● Extracted text:
____________

The intravenous formulation of GlaxoSmithKline’s Hycamtin has become the first drug in Europe to be approved for patients with small cell lung cancer who relapse after first-line treatment.

Hycamtin (topotecan) is already approved for the second-line treatment of advanced ovarian cancer.

The latest approval is based on three clinical studies which showed that it prolonged survival and quality of life compared to best supportive care in these patients.

The first compared Hycamtin to a triple regimen of conventional therapy (cyclophosphomide, doxorubicin and vincristine or CAV) in patients with sensitive SCLC and found both arms comparable in terms of overall survival. The second trial evaluated oral Hycamtin with an intravenous form of the drug, and again found that the two treatment groups were comparable in terms of overall survival and tolerability.

____________

● Activity A: Shorten the paragraph of the Hycamtin article that begins "The first compared Hycamtin" into a brief list, keeping its main facts.
● Activity B: Carry the Hycamtin approval article further, picking up after its last sentence.

[Image point grounding data]
____________

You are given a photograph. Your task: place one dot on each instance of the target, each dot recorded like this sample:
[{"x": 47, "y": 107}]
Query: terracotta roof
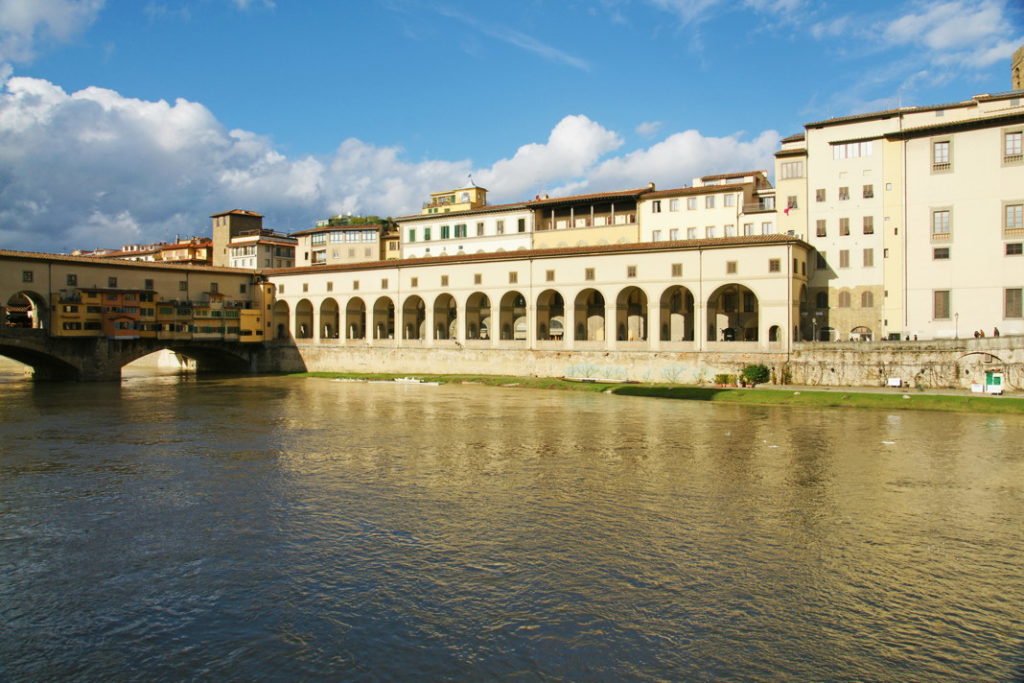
[
  {"x": 527, "y": 254},
  {"x": 723, "y": 176},
  {"x": 706, "y": 189},
  {"x": 108, "y": 262}
]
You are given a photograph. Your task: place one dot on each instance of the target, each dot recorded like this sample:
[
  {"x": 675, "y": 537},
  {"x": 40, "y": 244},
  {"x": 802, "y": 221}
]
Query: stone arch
[
  {"x": 732, "y": 313},
  {"x": 330, "y": 324},
  {"x": 414, "y": 318},
  {"x": 589, "y": 307},
  {"x": 512, "y": 316},
  {"x": 383, "y": 318},
  {"x": 304, "y": 319},
  {"x": 355, "y": 318},
  {"x": 445, "y": 316},
  {"x": 478, "y": 316},
  {"x": 550, "y": 315},
  {"x": 631, "y": 314},
  {"x": 27, "y": 309},
  {"x": 677, "y": 313},
  {"x": 281, "y": 314}
]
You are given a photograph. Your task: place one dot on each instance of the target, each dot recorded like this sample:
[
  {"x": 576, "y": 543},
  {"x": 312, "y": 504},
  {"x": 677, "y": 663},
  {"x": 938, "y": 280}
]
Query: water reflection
[{"x": 282, "y": 528}]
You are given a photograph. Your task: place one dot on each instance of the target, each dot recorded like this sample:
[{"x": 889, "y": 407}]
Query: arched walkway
[
  {"x": 732, "y": 314},
  {"x": 550, "y": 315},
  {"x": 513, "y": 316},
  {"x": 445, "y": 316},
  {"x": 329, "y": 324},
  {"x": 414, "y": 318},
  {"x": 355, "y": 318},
  {"x": 478, "y": 316},
  {"x": 304, "y": 319},
  {"x": 590, "y": 315},
  {"x": 384, "y": 318},
  {"x": 677, "y": 314},
  {"x": 281, "y": 315},
  {"x": 631, "y": 314}
]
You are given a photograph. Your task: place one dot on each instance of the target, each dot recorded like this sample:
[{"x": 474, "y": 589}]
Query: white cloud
[
  {"x": 25, "y": 23},
  {"x": 94, "y": 169}
]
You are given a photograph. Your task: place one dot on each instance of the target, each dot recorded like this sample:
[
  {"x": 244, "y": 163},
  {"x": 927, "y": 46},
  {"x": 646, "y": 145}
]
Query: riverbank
[{"x": 775, "y": 395}]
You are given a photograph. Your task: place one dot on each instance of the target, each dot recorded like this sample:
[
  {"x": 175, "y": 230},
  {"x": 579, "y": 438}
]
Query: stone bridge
[{"x": 99, "y": 358}]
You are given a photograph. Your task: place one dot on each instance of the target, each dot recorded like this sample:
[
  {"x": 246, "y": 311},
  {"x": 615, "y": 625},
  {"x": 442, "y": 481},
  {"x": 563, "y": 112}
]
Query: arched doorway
[
  {"x": 732, "y": 314},
  {"x": 329, "y": 318},
  {"x": 631, "y": 314},
  {"x": 414, "y": 318},
  {"x": 590, "y": 315},
  {"x": 304, "y": 319},
  {"x": 281, "y": 314},
  {"x": 513, "y": 316},
  {"x": 550, "y": 315},
  {"x": 384, "y": 318},
  {"x": 355, "y": 318},
  {"x": 478, "y": 316},
  {"x": 26, "y": 309},
  {"x": 677, "y": 314},
  {"x": 445, "y": 316}
]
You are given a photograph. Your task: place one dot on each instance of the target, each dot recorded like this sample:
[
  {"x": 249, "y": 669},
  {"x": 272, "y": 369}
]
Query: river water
[{"x": 282, "y": 528}]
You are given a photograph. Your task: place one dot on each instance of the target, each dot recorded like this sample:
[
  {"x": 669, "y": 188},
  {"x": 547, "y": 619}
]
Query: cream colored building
[
  {"x": 738, "y": 294},
  {"x": 877, "y": 216}
]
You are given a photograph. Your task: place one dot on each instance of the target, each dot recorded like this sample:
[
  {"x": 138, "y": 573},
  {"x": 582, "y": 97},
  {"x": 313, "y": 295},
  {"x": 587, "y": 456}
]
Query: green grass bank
[{"x": 836, "y": 397}]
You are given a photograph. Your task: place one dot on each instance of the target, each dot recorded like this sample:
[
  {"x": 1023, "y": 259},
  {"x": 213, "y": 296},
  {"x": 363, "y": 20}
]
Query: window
[
  {"x": 940, "y": 223},
  {"x": 1013, "y": 216},
  {"x": 940, "y": 304},
  {"x": 793, "y": 169},
  {"x": 1012, "y": 146},
  {"x": 941, "y": 161},
  {"x": 1012, "y": 303}
]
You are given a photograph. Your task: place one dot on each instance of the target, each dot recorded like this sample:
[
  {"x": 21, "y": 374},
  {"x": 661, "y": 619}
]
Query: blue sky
[{"x": 127, "y": 121}]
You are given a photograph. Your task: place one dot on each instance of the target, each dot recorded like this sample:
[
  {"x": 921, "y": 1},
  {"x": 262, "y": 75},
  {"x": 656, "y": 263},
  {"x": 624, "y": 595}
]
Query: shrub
[{"x": 756, "y": 374}]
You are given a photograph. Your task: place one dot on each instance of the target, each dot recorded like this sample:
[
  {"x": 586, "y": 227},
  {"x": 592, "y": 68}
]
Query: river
[{"x": 283, "y": 528}]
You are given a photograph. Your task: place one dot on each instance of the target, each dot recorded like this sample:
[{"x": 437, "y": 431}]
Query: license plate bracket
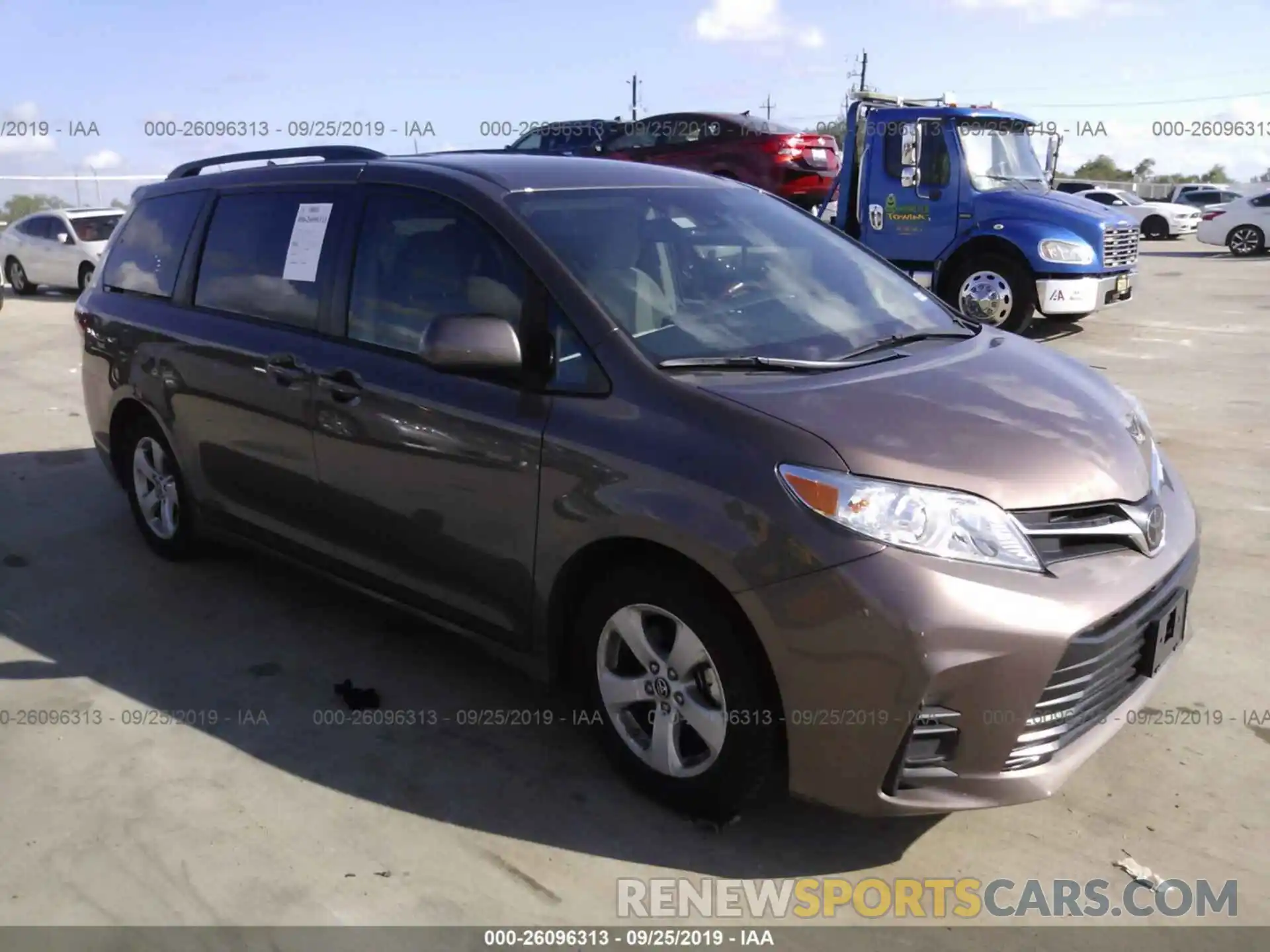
[{"x": 1165, "y": 635}]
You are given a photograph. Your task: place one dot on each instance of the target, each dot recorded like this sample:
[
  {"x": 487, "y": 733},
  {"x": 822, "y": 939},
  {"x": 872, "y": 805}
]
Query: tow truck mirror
[
  {"x": 911, "y": 154},
  {"x": 1052, "y": 157}
]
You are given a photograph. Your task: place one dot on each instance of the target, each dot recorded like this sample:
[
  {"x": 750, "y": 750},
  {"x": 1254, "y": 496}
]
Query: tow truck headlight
[
  {"x": 1066, "y": 252},
  {"x": 937, "y": 522}
]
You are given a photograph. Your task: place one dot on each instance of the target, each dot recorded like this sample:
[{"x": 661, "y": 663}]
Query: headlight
[
  {"x": 1137, "y": 409},
  {"x": 934, "y": 521},
  {"x": 1066, "y": 252}
]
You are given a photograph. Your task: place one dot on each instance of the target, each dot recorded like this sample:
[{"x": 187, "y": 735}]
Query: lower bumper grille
[{"x": 1091, "y": 682}]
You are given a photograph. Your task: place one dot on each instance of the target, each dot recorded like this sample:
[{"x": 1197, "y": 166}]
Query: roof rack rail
[
  {"x": 888, "y": 99},
  {"x": 327, "y": 153}
]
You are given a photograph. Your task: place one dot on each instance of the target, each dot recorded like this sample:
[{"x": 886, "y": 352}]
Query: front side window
[
  {"x": 262, "y": 255},
  {"x": 421, "y": 257},
  {"x": 704, "y": 272},
  {"x": 95, "y": 229},
  {"x": 146, "y": 254},
  {"x": 999, "y": 154}
]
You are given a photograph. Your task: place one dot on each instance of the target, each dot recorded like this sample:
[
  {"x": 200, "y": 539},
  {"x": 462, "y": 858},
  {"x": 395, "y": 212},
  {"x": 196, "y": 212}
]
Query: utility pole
[
  {"x": 634, "y": 81},
  {"x": 861, "y": 73}
]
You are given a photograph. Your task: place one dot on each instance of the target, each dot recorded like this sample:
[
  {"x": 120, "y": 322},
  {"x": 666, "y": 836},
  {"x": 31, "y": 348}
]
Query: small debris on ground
[
  {"x": 357, "y": 698},
  {"x": 1140, "y": 873}
]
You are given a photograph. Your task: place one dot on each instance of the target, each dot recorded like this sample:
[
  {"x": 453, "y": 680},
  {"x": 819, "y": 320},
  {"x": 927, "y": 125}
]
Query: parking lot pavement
[{"x": 267, "y": 816}]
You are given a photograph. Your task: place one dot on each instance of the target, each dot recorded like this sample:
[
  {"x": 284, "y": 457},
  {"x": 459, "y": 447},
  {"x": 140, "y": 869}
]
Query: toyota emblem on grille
[{"x": 1155, "y": 527}]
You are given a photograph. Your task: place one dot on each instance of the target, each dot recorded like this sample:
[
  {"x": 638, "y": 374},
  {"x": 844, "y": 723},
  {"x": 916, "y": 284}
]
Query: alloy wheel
[
  {"x": 1245, "y": 240},
  {"x": 154, "y": 480},
  {"x": 662, "y": 691}
]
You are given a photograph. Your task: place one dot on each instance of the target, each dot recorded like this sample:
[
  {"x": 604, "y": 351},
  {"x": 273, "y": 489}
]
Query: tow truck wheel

____________

● Final answer A:
- First trial: Hycamtin vs. a triple regimen of conventional therapy (cyclophosphomide, doxorubicin and vincristine, or CAV) in patients with sensitive SCLC. Both arms were comparable in overall survival.
- Second trial: oral Hycamtin vs. intravenous Hycamtin. The two groups were comparable in overall survival and tolerability.

● Final answer B:
Finally, the third study was designed to investigate the survival benefit of second-line chemotherapy for relapsed patients, using oral Hycamtin plus best supportive care versus the latter alone. Overall survival was 26 weeks amongst patients given GSK's drug, compared to 14 weeks in those receiving best supportive care.

Analysts said the new indication would give Hycamtin a boost, but would not impart a huge amount of momentum to sales growth for the product, which brought in $74 million in revenues for the first nine months of 2005.